--- start of Source ---

Willimon acknowedges the epistemological biases each interpreter-preacher brings to the biblical text, but that acknowledgement does not lead him into hermeneutical nihilism or an arbitrary assertion of one ideological method’s superiority over others. Instead, he injects the baptism context. The preacher, and the baptized, are already believers and members of a sacred community of meaning. While this does not remove the hermeneutical challenge per se, it does refute the claims of those who reject the very notion of common meaning.
As Willimon told the 1992 National Conference on Preaching, “We have become hermeneutically suspicious about everything but the hermeneutic of suspicion.”
But what makes the baptized community distinct from the notion of “humanity in general”? It is redemption through Jesus Christ and entry into His community. Central to this is repentance, which Willimon takes to be detoxification. “Whatever signing on with Jesus means, it means that we will not do just as we are, that change is demanded, daily, sometimes painful turning and detoxification that does not come naturally.”
That quality of detoxification characterizes those who have been converted; that is, “Preaching is a baptismal act when it asserts that the Christian life is available only to those who submit to dismantling and rebirth, to conversion.” But, Willimon concedes, “Submission is a dirty word in a culture of democratic individualities.”
The preacher is possessed of and possessed by authority, Willimon asserts. In an interesting section, Willimon debunks the assumptions behind Fred Craddock’s proposals in As One Without Authority. The problem, says Willimon, is the notion of freedom explicit in the proposal. This is “freedom of the individual, apart from Scripture or community, to draw his or her own democratic conclusions.”

--- end of Source ---
--- start of Dataset extract ---

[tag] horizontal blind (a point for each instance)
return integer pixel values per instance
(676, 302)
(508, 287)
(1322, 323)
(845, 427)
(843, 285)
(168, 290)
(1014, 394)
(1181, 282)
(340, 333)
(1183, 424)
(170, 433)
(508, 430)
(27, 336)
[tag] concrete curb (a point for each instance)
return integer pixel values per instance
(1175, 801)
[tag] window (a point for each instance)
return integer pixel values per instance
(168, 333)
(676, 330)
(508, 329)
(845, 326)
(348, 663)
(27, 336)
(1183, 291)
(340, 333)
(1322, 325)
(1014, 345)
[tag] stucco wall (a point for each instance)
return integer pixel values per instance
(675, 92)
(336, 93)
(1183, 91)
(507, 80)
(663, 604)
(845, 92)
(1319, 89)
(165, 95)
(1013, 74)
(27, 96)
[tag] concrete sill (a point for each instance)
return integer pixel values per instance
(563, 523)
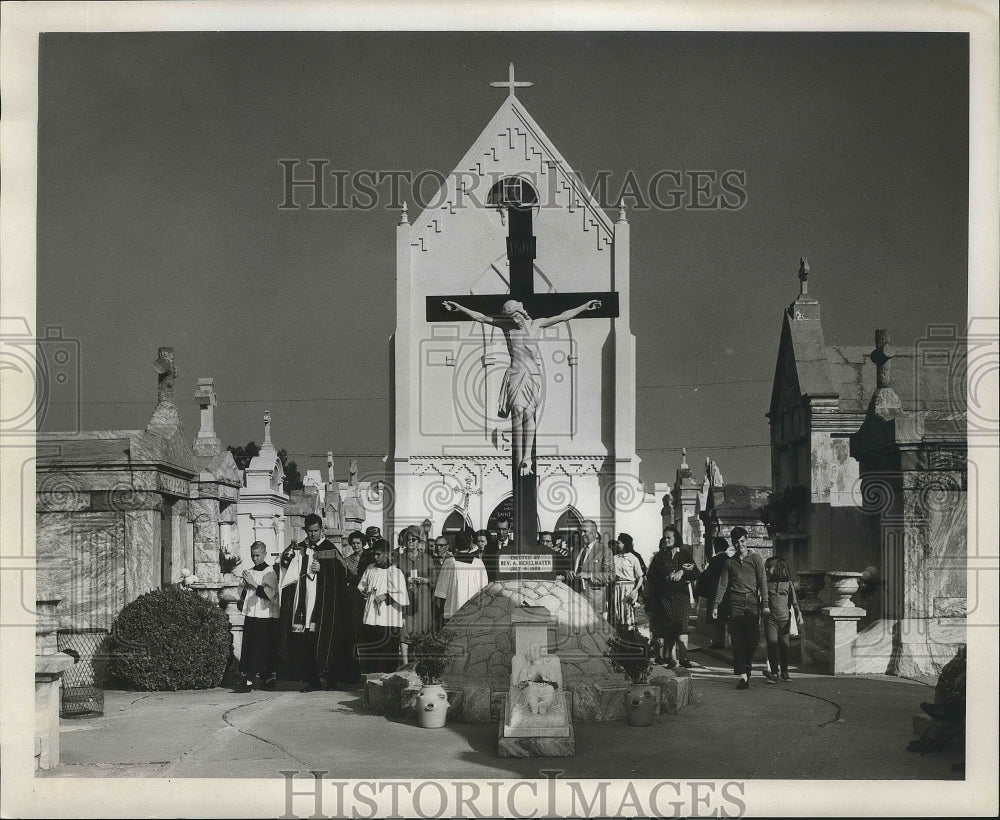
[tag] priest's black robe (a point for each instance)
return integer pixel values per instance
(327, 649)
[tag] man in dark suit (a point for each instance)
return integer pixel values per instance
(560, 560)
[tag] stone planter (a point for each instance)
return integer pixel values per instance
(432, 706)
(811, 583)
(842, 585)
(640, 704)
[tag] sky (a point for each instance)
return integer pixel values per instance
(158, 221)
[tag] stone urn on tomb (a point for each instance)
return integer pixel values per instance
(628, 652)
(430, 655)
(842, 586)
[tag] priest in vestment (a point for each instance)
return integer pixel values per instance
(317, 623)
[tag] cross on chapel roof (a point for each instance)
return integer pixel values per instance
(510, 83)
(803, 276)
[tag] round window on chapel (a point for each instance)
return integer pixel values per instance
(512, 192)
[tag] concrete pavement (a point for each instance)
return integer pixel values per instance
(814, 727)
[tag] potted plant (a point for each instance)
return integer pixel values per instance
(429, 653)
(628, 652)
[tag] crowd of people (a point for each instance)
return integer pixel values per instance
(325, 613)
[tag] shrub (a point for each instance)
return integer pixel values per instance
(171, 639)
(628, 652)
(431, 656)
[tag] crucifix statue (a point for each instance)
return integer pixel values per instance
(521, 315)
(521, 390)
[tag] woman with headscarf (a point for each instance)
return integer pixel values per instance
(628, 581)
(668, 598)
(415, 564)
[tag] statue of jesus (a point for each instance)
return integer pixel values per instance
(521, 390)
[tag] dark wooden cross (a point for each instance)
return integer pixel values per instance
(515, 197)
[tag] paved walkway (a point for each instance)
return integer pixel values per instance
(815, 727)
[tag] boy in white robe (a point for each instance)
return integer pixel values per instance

--- end of Dataset extract ---

• Written instruction:
Revise the text on Willimon and preaching, starting at the words "Willimon acknowedges the" and ending after "of common meaning.", and replace "epistemological biases" with "interpretive biases". These records were taken from a different source.

• Final result:
Willimon acknowedges the interpretive biases each interpreter-preacher brings to the biblical text, but that acknowledgement does not lead him into hermeneutical nihilism or an arbitrary assertion of one ideological method’s superiority over others. Instead, he injects the baptism context. The preacher, and the baptized, are already believers and members of a sacred community of meaning. While this does not remove the hermeneutical challenge per se, it does refute the claims of those who reject the very notion of common meaning.